## What is being asked
Starting with the line that contains "Kindly outline every instance of the rippled" and stopping after the line that contains "Kindly outline every instance of the man", copy the entries below exactly. Include nothing else.

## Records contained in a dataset
#####
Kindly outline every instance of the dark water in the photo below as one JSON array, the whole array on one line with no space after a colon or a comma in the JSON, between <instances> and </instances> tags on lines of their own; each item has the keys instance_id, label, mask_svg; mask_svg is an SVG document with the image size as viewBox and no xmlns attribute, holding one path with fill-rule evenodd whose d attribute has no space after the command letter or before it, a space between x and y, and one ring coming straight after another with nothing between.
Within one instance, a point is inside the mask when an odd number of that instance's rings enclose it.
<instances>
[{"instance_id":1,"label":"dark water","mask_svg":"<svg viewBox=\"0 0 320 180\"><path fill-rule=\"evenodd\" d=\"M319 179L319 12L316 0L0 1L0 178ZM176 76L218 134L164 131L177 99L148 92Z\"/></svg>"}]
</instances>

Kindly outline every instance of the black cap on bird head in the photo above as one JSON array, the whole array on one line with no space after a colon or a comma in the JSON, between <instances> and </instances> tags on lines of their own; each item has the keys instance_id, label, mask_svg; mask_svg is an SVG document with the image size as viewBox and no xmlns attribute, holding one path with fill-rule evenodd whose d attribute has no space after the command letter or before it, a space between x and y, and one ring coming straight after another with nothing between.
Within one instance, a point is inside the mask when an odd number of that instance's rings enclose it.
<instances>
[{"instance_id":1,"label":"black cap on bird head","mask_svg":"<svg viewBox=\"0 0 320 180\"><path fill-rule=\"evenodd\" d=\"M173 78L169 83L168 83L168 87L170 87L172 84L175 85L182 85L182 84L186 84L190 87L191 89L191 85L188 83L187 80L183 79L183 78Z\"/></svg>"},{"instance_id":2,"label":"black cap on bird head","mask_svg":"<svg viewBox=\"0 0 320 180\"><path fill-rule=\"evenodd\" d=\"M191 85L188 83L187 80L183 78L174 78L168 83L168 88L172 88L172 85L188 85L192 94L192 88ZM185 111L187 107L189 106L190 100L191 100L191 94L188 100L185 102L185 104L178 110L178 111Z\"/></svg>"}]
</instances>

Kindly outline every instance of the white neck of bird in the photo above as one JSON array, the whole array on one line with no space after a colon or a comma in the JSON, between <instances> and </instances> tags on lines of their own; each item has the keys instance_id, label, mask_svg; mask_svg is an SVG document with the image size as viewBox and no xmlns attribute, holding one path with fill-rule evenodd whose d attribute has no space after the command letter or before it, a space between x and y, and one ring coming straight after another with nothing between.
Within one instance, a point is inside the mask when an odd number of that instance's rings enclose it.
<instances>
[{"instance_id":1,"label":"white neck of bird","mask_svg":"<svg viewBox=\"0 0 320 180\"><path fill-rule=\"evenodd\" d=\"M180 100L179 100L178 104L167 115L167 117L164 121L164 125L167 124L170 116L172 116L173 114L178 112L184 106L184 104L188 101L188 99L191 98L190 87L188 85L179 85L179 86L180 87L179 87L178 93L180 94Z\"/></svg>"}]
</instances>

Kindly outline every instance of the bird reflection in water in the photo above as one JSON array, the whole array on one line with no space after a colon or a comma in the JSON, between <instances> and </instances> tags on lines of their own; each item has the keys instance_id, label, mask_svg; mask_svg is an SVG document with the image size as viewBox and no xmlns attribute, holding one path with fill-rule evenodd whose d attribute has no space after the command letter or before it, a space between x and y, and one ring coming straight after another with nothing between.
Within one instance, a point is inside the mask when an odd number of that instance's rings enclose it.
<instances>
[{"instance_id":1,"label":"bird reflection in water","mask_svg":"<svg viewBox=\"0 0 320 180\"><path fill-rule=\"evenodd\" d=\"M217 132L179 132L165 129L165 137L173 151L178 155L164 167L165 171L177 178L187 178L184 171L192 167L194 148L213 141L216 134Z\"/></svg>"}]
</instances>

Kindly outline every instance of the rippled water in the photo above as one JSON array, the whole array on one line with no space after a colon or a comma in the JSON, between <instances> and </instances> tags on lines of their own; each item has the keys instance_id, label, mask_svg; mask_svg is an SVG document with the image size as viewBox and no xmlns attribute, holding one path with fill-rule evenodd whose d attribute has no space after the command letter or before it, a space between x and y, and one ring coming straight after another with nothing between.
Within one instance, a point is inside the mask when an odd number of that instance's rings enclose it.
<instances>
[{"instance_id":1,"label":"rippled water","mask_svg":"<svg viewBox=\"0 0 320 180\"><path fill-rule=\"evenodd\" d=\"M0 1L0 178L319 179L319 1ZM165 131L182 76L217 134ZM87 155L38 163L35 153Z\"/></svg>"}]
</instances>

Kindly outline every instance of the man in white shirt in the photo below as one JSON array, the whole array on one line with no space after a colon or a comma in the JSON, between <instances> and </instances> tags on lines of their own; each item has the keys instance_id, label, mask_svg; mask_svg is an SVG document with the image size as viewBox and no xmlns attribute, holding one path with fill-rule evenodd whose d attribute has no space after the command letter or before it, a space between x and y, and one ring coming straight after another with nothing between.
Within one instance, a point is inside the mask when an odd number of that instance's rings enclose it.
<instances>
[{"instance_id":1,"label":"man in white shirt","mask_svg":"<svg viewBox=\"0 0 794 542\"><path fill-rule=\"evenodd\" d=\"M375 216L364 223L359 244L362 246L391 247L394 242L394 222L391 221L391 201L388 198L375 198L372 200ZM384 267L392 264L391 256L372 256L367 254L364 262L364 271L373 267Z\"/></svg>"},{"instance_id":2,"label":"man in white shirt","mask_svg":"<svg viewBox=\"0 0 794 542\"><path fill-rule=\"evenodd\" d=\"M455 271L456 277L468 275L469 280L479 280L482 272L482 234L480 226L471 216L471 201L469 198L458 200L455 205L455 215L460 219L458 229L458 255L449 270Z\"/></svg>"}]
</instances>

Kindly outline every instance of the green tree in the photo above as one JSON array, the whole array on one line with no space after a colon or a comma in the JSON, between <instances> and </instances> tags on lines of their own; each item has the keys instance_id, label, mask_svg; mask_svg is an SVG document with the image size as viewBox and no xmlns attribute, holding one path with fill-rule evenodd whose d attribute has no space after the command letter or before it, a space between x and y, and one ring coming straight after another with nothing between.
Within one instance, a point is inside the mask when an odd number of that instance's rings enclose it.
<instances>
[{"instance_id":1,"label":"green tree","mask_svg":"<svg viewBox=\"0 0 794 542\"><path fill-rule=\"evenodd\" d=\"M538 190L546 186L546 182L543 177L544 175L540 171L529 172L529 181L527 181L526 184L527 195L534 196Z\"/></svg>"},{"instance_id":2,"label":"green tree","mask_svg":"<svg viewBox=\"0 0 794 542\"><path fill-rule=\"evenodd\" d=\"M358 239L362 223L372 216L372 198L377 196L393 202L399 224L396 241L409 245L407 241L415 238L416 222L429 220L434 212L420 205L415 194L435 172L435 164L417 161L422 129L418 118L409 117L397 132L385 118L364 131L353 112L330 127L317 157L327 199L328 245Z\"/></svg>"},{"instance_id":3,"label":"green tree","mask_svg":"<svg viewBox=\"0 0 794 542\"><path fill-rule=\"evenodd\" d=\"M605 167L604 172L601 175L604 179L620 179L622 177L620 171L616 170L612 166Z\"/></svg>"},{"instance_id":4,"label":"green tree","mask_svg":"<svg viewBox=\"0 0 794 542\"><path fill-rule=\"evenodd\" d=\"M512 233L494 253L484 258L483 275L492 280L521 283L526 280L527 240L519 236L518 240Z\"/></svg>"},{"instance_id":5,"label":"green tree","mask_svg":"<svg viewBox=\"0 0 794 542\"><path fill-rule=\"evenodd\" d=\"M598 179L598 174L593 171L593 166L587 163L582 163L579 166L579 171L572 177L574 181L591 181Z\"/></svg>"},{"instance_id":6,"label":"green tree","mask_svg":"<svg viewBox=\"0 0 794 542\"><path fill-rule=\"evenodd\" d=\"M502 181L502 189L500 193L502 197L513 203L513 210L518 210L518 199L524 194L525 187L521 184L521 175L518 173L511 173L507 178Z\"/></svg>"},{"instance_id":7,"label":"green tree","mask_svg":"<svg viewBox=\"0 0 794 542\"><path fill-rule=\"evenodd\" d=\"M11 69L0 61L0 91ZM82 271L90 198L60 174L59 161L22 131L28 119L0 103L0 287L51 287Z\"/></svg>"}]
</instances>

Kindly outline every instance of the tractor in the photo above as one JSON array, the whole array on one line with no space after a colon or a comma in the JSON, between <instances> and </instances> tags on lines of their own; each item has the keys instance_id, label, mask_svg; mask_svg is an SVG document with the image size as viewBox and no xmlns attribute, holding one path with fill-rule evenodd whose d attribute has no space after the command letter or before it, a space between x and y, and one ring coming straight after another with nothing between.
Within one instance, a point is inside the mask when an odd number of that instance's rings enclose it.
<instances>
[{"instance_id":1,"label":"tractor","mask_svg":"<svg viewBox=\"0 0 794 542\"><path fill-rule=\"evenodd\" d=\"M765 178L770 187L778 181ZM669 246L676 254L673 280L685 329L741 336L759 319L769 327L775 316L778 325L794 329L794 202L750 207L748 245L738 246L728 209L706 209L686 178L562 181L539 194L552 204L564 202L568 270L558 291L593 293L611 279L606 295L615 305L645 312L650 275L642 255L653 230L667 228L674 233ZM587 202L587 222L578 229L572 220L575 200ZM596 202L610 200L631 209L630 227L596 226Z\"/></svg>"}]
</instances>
#####
## Problem solution
Kindly outline every instance of the rippled water in the photo above as one JSON array, the whole array on one line with no space after a colon or a comma in the JSON, between <instances> and </instances> tags on lines of their own; each item has the keys instance_id, label, mask_svg; mask_svg is an SVG document with the image size as viewBox and no xmlns attribute, holding one path with fill-rule evenodd whose d attribute has no space after the command letter or before it, a space between x and y, and one ring coming straight after another with nothing between.
Within one instance, a point is inside the mask when an odd number of that instance's rings enclose it.
<instances>
[{"instance_id":1,"label":"rippled water","mask_svg":"<svg viewBox=\"0 0 320 180\"><path fill-rule=\"evenodd\" d=\"M0 1L0 178L319 179L319 1ZM165 131L182 76L217 134ZM87 155L38 163L35 153Z\"/></svg>"}]
</instances>

Kindly outline every instance of the man in white shirt in the photo below as one JSON array, the whole array on one line with no space after a colon or a comma in the JSON, between <instances> and </instances> tags on lines of their own; each item has the keys instance_id, label, mask_svg; mask_svg is an SVG document with the image size as viewBox and no xmlns attribute, holding one path with fill-rule evenodd whose d attribute has no space after the command letter or before it, a space between x and y, and one ring coming straight after another with nothing between.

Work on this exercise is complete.